GIVEN TASK: Exactly the lines from the one containing "Target: red wristband" through the final line of the listing are to be retyped, and nothing more.

Location annotation dataset excerpts:
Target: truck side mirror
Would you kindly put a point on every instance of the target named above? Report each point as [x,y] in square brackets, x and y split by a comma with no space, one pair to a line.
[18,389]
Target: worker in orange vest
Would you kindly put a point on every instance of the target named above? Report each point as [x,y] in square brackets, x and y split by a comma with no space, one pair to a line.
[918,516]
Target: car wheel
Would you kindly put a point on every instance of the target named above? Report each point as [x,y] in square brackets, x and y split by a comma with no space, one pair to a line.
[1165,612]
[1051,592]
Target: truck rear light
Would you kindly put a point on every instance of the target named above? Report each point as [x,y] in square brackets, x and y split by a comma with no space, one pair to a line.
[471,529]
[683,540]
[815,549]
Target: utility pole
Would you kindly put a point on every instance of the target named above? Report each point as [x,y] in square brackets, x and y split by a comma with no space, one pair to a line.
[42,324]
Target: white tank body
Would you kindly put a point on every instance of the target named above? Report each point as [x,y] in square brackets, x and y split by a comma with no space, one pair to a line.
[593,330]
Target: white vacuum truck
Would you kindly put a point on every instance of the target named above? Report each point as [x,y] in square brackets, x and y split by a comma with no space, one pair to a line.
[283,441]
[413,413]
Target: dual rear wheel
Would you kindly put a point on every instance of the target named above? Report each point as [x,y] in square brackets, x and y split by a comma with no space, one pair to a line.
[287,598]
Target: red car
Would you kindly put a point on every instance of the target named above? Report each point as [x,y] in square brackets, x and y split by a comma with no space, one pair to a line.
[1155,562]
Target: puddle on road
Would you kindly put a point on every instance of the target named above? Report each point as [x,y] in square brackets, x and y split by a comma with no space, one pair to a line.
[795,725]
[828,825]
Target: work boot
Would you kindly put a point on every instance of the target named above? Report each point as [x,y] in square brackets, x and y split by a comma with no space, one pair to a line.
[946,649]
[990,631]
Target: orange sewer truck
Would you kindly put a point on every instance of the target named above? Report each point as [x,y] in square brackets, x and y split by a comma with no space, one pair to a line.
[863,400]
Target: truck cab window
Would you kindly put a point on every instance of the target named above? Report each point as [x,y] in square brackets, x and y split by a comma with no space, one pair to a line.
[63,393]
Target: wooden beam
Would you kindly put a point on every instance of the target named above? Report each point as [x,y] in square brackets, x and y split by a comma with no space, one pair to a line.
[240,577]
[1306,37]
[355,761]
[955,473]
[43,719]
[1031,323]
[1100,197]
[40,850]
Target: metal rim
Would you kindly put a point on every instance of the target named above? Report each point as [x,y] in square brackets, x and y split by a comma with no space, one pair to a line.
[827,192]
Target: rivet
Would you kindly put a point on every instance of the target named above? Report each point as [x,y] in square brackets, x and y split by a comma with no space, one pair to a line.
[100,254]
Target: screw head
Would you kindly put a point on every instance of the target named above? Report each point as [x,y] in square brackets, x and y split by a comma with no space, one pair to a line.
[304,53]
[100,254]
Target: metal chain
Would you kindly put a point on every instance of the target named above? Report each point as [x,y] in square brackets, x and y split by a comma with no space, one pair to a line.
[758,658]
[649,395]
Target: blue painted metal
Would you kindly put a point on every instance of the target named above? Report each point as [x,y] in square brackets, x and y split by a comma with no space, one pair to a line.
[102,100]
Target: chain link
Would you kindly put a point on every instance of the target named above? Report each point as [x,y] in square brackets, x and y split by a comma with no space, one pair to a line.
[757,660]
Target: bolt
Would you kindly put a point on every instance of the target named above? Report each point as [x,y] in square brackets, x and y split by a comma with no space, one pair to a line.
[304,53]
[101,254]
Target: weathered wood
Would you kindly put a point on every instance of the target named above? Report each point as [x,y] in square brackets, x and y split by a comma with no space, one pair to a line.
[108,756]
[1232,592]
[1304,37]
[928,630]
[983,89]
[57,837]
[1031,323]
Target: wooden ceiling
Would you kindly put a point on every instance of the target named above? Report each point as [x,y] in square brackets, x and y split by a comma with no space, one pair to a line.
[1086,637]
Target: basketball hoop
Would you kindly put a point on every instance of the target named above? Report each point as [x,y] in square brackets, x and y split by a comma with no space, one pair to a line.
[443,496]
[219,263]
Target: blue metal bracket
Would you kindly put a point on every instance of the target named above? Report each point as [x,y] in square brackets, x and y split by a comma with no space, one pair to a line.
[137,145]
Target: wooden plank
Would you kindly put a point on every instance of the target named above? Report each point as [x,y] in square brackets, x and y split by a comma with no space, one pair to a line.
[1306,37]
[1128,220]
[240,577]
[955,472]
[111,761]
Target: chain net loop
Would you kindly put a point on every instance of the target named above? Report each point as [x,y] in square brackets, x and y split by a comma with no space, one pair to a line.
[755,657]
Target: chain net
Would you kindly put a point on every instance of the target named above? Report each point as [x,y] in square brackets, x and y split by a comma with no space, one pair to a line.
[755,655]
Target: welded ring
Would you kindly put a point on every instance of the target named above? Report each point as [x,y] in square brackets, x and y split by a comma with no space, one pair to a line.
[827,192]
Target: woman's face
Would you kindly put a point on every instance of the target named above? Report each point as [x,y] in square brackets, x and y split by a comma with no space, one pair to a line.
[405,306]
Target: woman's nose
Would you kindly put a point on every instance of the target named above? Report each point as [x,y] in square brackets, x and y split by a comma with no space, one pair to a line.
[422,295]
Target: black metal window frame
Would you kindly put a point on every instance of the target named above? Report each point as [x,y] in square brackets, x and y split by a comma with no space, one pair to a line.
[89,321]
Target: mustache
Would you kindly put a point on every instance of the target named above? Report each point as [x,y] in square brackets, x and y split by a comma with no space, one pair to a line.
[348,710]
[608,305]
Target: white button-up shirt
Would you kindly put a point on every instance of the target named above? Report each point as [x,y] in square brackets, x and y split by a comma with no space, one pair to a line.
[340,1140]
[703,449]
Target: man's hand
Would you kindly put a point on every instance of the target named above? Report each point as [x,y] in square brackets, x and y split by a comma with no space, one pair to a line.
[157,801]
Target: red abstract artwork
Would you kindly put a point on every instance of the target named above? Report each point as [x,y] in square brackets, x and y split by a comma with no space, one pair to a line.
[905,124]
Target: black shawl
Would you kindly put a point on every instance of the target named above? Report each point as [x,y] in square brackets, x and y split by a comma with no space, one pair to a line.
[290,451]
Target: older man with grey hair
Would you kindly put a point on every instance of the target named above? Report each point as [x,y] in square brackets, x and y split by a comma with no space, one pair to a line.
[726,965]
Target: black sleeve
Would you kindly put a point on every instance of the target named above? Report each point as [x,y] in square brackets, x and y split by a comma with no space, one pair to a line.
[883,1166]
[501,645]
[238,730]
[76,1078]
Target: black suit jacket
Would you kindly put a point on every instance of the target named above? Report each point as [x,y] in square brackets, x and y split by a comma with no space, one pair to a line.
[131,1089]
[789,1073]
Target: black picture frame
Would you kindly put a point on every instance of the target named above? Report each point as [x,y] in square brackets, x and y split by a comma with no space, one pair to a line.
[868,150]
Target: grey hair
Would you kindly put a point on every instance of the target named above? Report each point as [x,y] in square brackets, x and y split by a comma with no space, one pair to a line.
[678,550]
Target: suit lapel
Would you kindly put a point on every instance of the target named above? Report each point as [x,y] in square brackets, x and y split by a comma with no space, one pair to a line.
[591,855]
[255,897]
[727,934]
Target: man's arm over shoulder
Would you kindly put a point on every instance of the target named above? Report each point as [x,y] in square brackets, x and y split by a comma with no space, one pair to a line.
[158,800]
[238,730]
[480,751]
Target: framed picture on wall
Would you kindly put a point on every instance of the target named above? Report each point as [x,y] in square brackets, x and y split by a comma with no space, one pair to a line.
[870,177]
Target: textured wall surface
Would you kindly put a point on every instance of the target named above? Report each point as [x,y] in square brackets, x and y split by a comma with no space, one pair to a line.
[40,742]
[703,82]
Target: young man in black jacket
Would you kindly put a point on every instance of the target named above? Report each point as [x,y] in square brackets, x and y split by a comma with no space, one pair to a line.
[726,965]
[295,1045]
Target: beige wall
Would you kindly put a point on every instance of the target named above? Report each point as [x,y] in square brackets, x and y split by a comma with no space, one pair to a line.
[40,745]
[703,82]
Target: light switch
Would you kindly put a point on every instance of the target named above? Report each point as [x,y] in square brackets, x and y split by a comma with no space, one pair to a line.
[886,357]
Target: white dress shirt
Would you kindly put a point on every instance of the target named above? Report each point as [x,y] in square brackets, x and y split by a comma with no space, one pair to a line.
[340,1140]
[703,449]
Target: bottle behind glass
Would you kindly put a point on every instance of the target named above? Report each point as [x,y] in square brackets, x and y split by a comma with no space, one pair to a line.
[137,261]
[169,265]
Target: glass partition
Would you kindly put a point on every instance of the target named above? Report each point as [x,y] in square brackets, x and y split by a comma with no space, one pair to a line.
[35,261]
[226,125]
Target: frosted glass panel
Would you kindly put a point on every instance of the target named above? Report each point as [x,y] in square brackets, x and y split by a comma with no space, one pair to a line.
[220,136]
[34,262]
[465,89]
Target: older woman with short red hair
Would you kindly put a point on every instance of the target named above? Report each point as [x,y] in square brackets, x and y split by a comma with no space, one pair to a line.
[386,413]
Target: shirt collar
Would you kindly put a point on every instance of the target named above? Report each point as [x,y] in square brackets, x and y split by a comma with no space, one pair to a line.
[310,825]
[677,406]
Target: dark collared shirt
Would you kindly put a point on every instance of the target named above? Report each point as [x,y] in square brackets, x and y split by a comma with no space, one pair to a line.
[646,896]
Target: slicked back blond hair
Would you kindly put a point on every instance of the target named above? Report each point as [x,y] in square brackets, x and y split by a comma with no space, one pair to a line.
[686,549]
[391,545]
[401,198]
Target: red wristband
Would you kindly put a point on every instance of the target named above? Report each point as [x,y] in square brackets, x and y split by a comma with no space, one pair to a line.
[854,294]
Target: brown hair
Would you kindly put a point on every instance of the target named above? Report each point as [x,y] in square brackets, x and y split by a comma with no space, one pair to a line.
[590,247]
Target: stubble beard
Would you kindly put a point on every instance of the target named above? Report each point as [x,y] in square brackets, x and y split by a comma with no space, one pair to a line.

EXPECTED OUTPUT:
Target: red wristband
Would you kindly put a point on every instance of the target named above? Report each point as [x,y] in square brackets, x and y split by a comma with no space, one pair to a line.
[854,294]
Target: brown hair
Would you kindly put a point on every instance of the target named above? Report each point as [x,y] in square brackets, x and y split by a comma with no space, one pair to a line.
[590,247]
Target: stubble beard
Would you kindly put a point on every instance of the target named above? Report each point as [x,y] in square brackets, x and y split by a comma with no space, one pair to a line.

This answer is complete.